## Problem requirements
Rewrite the data below, replacing every occurrence of "instance" with "object" and leaving everything else unchanged.
>> Begin
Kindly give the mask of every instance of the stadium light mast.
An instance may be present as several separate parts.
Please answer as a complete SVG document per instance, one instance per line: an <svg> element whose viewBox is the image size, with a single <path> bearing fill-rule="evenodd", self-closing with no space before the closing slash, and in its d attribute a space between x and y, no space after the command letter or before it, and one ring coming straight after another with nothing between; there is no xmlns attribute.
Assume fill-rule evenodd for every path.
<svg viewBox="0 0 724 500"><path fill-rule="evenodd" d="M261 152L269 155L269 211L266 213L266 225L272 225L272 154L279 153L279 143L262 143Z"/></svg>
>> End
## Problem solution
Kindly give the mask of every object of the stadium light mast.
An object may be present as several separate parts.
Please answer as a complete SVG document per object, one object per line: an <svg> element whose viewBox is the image size, with a single <path> bearing fill-rule="evenodd", self-closing with no space before the closing slash, and in its d attribute a space between x and y, no space after the command letter or before it, and one ring coming straight after another with nothing between; there is no xmlns attribute.
Assume fill-rule evenodd for every path.
<svg viewBox="0 0 724 500"><path fill-rule="evenodd" d="M261 152L269 155L269 211L266 213L266 225L272 225L272 154L279 153L279 143L262 143Z"/></svg>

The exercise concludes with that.